--- Material for this task Enclosed Below ---
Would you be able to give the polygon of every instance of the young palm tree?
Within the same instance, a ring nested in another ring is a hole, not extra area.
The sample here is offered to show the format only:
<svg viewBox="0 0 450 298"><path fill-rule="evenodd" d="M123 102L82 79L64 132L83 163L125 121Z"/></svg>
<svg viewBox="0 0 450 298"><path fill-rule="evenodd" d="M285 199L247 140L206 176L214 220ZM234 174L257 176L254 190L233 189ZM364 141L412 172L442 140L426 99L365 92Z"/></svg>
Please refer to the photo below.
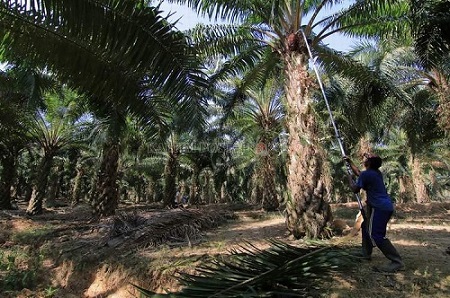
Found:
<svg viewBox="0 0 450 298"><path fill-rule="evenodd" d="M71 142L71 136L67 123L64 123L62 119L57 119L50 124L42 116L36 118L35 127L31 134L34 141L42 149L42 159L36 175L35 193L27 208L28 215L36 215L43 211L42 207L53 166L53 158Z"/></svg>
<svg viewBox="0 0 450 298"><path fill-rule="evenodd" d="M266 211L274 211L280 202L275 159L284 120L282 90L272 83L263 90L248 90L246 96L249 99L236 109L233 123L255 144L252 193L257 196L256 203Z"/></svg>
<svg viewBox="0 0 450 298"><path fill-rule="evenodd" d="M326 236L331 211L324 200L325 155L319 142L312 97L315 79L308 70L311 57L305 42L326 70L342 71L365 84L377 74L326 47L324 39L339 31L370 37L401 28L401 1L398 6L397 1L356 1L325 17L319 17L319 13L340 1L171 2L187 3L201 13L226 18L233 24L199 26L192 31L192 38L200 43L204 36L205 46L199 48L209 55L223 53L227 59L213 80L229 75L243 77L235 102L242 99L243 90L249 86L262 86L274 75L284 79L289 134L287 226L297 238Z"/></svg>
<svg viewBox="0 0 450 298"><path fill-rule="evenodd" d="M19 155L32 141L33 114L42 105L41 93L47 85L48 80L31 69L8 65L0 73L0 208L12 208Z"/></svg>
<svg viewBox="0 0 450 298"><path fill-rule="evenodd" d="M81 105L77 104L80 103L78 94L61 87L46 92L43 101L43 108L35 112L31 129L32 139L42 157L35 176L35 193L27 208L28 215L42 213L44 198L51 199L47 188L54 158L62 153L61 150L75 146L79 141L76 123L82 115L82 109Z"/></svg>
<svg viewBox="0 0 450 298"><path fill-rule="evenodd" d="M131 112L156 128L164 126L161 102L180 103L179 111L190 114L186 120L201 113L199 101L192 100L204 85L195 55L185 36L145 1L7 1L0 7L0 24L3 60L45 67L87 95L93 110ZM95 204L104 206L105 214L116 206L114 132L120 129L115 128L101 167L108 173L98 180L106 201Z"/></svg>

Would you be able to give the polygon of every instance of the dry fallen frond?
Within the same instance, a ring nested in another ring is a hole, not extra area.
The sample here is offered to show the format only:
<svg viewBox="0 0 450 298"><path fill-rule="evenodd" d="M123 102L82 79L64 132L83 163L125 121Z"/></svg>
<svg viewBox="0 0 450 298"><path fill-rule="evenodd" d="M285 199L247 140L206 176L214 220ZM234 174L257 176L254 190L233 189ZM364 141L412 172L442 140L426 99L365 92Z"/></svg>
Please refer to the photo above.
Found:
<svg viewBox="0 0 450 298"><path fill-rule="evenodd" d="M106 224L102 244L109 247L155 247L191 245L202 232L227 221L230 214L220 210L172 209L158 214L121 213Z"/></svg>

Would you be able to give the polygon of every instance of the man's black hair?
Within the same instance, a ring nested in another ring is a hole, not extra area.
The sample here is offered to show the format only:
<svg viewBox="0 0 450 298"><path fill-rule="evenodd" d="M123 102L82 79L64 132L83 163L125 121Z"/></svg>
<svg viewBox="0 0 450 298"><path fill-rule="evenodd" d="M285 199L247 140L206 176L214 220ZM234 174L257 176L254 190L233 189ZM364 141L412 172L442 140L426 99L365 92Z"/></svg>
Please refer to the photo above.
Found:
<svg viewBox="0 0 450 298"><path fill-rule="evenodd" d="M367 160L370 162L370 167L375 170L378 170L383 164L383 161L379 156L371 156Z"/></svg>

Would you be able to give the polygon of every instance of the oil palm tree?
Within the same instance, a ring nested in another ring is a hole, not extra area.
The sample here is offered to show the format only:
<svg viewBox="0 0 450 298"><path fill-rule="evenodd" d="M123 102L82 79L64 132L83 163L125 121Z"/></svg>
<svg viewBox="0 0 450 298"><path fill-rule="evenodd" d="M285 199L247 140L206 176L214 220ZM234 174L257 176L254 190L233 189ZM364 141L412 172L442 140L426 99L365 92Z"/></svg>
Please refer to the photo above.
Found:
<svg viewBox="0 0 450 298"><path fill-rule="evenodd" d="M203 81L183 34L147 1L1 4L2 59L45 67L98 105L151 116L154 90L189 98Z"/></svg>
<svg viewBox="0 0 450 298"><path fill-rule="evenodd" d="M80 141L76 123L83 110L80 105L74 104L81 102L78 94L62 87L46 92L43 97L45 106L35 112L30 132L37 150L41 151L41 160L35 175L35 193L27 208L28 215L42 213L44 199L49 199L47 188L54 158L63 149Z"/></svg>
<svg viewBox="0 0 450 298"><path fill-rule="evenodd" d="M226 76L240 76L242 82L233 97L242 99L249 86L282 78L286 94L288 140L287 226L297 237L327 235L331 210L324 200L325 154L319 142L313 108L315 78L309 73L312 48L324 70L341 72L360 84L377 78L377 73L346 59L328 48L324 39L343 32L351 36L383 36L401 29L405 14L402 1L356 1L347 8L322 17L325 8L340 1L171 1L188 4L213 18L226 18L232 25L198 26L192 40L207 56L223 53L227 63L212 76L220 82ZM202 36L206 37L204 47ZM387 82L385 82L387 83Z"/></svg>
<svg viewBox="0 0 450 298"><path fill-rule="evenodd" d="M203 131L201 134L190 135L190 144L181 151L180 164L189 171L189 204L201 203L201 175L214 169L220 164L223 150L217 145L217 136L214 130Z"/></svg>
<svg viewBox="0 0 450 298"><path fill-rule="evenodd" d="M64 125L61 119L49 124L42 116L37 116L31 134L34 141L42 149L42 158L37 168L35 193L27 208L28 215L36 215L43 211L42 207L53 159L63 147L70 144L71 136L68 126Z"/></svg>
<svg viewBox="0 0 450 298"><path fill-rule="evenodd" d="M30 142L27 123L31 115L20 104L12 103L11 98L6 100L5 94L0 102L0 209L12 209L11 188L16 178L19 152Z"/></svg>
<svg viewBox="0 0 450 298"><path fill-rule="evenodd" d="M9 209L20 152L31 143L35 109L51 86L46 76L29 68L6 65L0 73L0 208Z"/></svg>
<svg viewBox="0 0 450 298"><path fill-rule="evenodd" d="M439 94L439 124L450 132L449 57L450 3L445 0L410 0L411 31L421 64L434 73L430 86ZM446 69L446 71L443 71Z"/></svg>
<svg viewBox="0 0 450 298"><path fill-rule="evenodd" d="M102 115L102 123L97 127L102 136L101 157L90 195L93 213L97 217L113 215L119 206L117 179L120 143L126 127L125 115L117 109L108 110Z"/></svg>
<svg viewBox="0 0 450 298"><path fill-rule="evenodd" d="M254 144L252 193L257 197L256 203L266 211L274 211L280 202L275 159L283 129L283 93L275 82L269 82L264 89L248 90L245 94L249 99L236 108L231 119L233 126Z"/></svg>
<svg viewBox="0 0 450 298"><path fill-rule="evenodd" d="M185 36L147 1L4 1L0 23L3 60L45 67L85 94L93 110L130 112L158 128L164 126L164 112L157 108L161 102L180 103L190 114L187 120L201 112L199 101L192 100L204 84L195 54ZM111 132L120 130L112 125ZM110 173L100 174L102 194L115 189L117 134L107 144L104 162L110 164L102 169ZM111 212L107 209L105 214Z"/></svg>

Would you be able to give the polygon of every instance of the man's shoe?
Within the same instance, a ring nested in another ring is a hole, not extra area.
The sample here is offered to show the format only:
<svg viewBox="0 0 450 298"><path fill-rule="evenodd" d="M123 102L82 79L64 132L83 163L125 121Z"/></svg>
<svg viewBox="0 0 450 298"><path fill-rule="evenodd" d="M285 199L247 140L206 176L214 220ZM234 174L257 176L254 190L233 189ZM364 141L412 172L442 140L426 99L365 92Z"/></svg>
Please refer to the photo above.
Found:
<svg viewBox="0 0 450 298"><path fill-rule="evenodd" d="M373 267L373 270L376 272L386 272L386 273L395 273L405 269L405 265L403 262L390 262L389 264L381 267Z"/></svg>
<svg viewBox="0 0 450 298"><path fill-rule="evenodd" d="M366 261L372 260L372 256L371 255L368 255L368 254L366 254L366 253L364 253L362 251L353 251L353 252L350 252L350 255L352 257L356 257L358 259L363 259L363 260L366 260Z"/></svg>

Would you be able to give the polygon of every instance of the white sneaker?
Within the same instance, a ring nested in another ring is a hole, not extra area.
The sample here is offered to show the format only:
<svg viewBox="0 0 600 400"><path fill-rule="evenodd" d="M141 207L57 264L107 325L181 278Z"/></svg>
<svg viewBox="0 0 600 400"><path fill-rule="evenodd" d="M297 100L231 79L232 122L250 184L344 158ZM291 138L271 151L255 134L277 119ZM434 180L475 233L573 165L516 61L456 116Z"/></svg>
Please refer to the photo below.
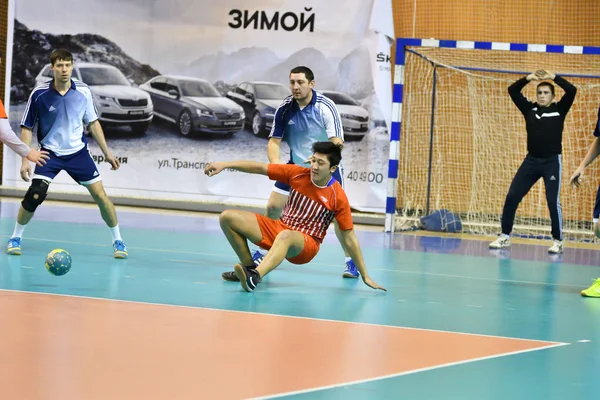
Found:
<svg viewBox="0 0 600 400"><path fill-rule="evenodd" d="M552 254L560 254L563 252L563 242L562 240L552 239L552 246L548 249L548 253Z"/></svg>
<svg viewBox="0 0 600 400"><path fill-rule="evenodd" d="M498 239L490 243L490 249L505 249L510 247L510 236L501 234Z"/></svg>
--- End of Enclosed Material for this task ---
## Work instructions
Where does the word "Would" appear in the listing? List each line that holds it.

## Solution below
Would you be able to give the polygon of every instance of the young palm tree?
Would you be able to give the polygon of every instance of the dry fallen frond?
Would you be able to give the polygon of every instance of the man's black hair?
Would you be able to give the polygon of every instance of the oil palm tree?
Would you be able to give the polygon of every instance of the man's shoe?
Would you be able to give the polygon of every instance of the white sneaker?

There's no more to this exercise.